THE REQUEST
The records that follow are to be repeated exactly, with the pictures removed.

THE DATA
* * * * * * * * *
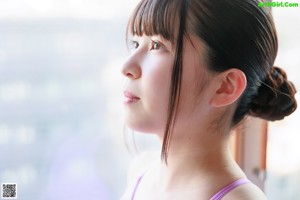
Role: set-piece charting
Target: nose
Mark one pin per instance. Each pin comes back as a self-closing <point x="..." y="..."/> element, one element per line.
<point x="131" y="68"/>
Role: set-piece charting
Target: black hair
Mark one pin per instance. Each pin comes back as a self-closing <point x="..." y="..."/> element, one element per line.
<point x="238" y="34"/>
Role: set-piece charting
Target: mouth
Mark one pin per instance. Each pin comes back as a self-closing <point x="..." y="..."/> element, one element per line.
<point x="130" y="98"/>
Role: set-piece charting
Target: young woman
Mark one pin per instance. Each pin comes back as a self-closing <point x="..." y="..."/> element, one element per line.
<point x="196" y="69"/>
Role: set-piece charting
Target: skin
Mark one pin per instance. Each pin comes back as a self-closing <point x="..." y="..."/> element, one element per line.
<point x="199" y="162"/>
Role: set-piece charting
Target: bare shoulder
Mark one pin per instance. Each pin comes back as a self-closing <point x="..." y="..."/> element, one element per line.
<point x="246" y="192"/>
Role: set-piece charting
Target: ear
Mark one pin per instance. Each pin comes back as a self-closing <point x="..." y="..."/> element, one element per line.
<point x="230" y="86"/>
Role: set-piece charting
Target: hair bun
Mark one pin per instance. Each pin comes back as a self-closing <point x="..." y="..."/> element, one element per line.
<point x="275" y="98"/>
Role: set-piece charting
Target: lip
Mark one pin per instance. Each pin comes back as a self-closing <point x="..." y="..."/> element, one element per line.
<point x="129" y="97"/>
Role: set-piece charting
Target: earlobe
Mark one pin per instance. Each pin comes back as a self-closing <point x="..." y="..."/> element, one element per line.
<point x="231" y="85"/>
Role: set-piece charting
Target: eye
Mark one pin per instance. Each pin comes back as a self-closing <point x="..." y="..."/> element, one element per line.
<point x="133" y="44"/>
<point x="155" y="45"/>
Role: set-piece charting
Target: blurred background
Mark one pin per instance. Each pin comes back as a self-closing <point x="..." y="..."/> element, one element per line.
<point x="61" y="129"/>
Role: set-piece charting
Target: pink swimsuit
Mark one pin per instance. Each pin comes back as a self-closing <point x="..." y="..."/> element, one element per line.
<point x="218" y="196"/>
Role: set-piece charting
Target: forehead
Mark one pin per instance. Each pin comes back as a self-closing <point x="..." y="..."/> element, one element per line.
<point x="155" y="17"/>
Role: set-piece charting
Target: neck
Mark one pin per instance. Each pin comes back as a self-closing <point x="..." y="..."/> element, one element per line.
<point x="204" y="158"/>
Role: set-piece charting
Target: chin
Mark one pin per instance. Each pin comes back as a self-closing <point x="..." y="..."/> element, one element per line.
<point x="144" y="127"/>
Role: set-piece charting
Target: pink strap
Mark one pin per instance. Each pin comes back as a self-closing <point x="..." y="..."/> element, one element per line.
<point x="225" y="190"/>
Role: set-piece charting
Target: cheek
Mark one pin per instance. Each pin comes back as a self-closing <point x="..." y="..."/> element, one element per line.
<point x="156" y="86"/>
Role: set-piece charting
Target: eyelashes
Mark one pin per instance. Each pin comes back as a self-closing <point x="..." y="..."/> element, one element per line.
<point x="154" y="45"/>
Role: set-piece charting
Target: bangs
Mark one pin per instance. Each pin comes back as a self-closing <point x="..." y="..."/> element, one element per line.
<point x="155" y="17"/>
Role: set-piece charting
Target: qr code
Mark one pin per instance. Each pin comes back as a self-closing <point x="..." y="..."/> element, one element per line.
<point x="9" y="191"/>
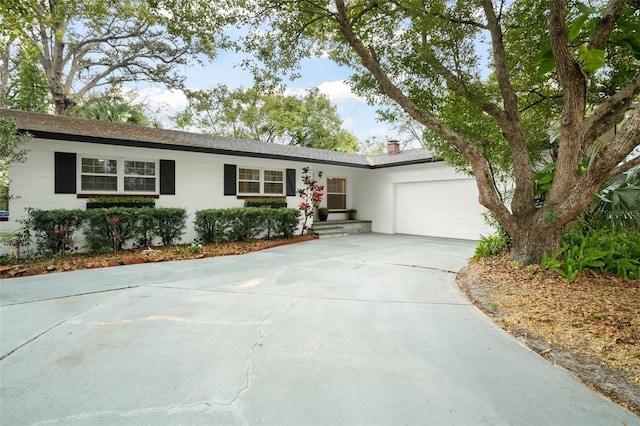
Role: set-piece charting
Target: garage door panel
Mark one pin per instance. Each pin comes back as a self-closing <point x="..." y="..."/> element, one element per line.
<point x="440" y="208"/>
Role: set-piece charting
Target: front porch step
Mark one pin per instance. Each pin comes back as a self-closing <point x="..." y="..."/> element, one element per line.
<point x="340" y="228"/>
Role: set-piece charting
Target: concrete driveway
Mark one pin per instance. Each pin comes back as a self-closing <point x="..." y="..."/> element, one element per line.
<point x="366" y="329"/>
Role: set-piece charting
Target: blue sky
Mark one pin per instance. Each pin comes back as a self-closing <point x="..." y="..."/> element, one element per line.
<point x="358" y="117"/>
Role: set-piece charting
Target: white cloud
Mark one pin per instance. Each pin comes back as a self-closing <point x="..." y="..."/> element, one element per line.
<point x="339" y="91"/>
<point x="169" y="100"/>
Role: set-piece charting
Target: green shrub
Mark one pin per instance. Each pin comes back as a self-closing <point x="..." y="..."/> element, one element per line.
<point x="170" y="224"/>
<point x="147" y="226"/>
<point x="603" y="250"/>
<point x="286" y="221"/>
<point x="211" y="225"/>
<point x="491" y="245"/>
<point x="111" y="229"/>
<point x="247" y="223"/>
<point x="55" y="231"/>
<point x="239" y="224"/>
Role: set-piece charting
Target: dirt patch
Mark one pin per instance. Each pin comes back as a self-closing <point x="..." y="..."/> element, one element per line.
<point x="29" y="267"/>
<point x="590" y="326"/>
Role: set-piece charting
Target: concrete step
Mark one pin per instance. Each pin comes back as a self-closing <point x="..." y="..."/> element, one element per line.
<point x="340" y="228"/>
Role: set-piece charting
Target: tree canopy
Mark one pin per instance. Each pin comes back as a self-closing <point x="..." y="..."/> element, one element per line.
<point x="553" y="67"/>
<point x="308" y="120"/>
<point x="85" y="44"/>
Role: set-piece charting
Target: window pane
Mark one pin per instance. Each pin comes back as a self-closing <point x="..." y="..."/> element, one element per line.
<point x="273" y="188"/>
<point x="139" y="184"/>
<point x="272" y="176"/>
<point x="336" y="201"/>
<point x="336" y="185"/>
<point x="249" y="187"/>
<point x="249" y="174"/>
<point x="99" y="166"/>
<point x="141" y="168"/>
<point x="99" y="183"/>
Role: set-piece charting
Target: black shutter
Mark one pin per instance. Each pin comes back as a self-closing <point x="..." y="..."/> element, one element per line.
<point x="229" y="179"/>
<point x="167" y="177"/>
<point x="65" y="173"/>
<point x="291" y="182"/>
* * * * * * * * *
RESULT
Role: set-piece charting
Target: nose
Mark one pin per instance. Each pin comes back as a self-closing <point x="..." y="..."/> element, one element per line.
<point x="131" y="68"/>
Role: set-piece charting
Target: black hair
Mark one pin per instance. Each pin comes back as a self-closing <point x="..." y="..."/> element, one element per line.
<point x="238" y="34"/>
Role: set-piece charting
Target: mouth
Mark one pin per instance. Each pin comes back as a self-closing <point x="..." y="..."/> element, one element per line.
<point x="130" y="98"/>
Role: set-piece charting
Target: young woman
Mark one pin per instance. Each pin comes back as a self-closing <point x="..." y="..."/> element, one element per line.
<point x="196" y="69"/>
Role: set-piece charting
Target: skin
Mark one pin per instance. Each pin comes back as a self-closing <point x="..." y="..."/> element, one element per line.
<point x="199" y="162"/>
Role: set-piece charting
Target: bare shoulder
Mark one pin per instance. Each pin comes back as a self-closing <point x="..." y="..."/> element, one element per line.
<point x="246" y="192"/>
Role: set-piece charting
Target: ear
Mark one pin per instance. Each pin comes back as a self-closing <point x="..." y="..."/> element, one element per line.
<point x="230" y="86"/>
Role: set-piece charting
Target: hair bun
Mark one pin per instance. Each pin comes back as a self-closing <point x="..." y="..."/> element, one element per line.
<point x="275" y="98"/>
Role: set-piece charting
Target: lip
Mark one pin per instance. Each pin comes back as a self-closing <point x="..." y="..."/> element, one element per line.
<point x="129" y="97"/>
Role: set-piece charting
Target: earlobe
Mark one pin per instance. Each pin comes back as a self-closing <point x="..." y="..."/> element, one element per line.
<point x="231" y="85"/>
Role: set-piece charting
Target: eye
Mark one pin per instance. Each pin comes back as a self-closing <point x="..." y="..."/> element, one element per line.
<point x="133" y="44"/>
<point x="155" y="45"/>
Role: set-piece charting
Target: blurred background
Mark one pin per instance. Each pin comes back as a self-closing <point x="..." y="..."/> element, one element per line.
<point x="61" y="129"/>
Role: set-piece charting
Target: pink swimsuit
Mark one pin per instance. Each pin comes back as a self-closing <point x="..." y="..."/> element, one element per line.
<point x="218" y="196"/>
Role: set-piece charting
Target: forehead
Mark one pin per instance. Each pin comes back as a self-closing <point x="..." y="..."/> element, one element per line.
<point x="155" y="17"/>
Role: set-piece charting
Target: neck
Mark one pin per instance. Each pin comes back as a self-closing <point x="..." y="..."/> element, one element per line.
<point x="204" y="158"/>
Role: set-piece charting
Target: chin
Mark one pin per instance. Each pin comes back as a self-closing <point x="..." y="..."/> element, one element per line.
<point x="144" y="127"/>
Role: set-piece charting
Target: pink strap
Mark one pin per instance. Each pin comes back as a self-closing <point x="..." y="..."/> element, one element per line.
<point x="225" y="190"/>
Role: set-piece charting
Target: cheek
Mark one pin per instance. Each pin comes back as a self-closing <point x="..." y="..."/> element, one element per line.
<point x="156" y="86"/>
Role: set-piece charting
Target: eyelashes
Mark one pin per instance. Each pin comes back as a self-closing <point x="..." y="..."/> element, one element per line.
<point x="154" y="45"/>
Role: set-piece charting
Target: bangs
Mark one pin per instance. Each pin comes back as a self-closing <point x="..." y="..."/> element, one element per line.
<point x="155" y="17"/>
Role: set-piece charting
Target: qr code
Mark one pin per instance. Each pin comes back as a self-closing <point x="..." y="..."/> element, one element per line.
<point x="9" y="191"/>
Role: set-piece charting
Target: garage door panel
Mark one pin per instance. Each pin comes back as a self-closing <point x="..." y="..."/> element, one element per line.
<point x="440" y="208"/>
Role: set-piece charting
Target: front porch step
Mark one pin per instance. Each pin comes back as a self-closing <point x="..." y="..."/> element, one element per line.
<point x="340" y="228"/>
Role: set-piece charting
Target: concrete driveway
Mark one pin per instance. Each pin comes back as a self-closing <point x="..." y="..."/> element, one element per line.
<point x="366" y="329"/>
Role: set-piece charting
Target: blue sky
Mark one pin per instance. Each pin comes back as a self-closing <point x="..." y="..."/> element, one element per line.
<point x="358" y="117"/>
Role: set-piece charting
Target: white cloud
Mark one pin per instance. Each pin comes back as a self-closing <point x="..." y="..."/> element, one element per line.
<point x="339" y="91"/>
<point x="169" y="100"/>
Role: set-piece charting
Target: green shrub
Mark one pin per instance. Each pin comes back as a self-closing <point x="..." y="..."/> element, one element per line.
<point x="170" y="224"/>
<point x="147" y="226"/>
<point x="603" y="250"/>
<point x="286" y="221"/>
<point x="211" y="225"/>
<point x="491" y="245"/>
<point x="111" y="229"/>
<point x="247" y="223"/>
<point x="55" y="231"/>
<point x="239" y="224"/>
Role: set-piece charting
Target: dirt patch
Mark one pin per instance. Each pin comes back as a self-closing <point x="..." y="..."/> element, one element per line.
<point x="29" y="267"/>
<point x="590" y="326"/>
Role: set-piece charting
Target: concrete step
Mark one pin per instance. Each pin comes back as a self-closing <point x="..." y="..."/> element, one element per line.
<point x="340" y="228"/>
Role: set-piece charting
Target: tree canopy
Mark one pin per instance. Each pin comes back as a self-closing <point x="..." y="..."/> element, one element per line.
<point x="553" y="67"/>
<point x="308" y="120"/>
<point x="85" y="44"/>
Role: set-piece charting
Target: window pane
Mark one pin per instance. Each pin comes back as a self-closing <point x="..." y="..."/> element, one element per line.
<point x="273" y="188"/>
<point x="139" y="184"/>
<point x="272" y="176"/>
<point x="336" y="201"/>
<point x="336" y="185"/>
<point x="249" y="187"/>
<point x="249" y="174"/>
<point x="99" y="166"/>
<point x="141" y="168"/>
<point x="99" y="183"/>
Role: set-piece charting
Target: black shutter
Mark one pin per instance. Each pin comes back as a self-closing <point x="..." y="..."/> element, one element per line.
<point x="229" y="179"/>
<point x="167" y="177"/>
<point x="65" y="173"/>
<point x="291" y="182"/>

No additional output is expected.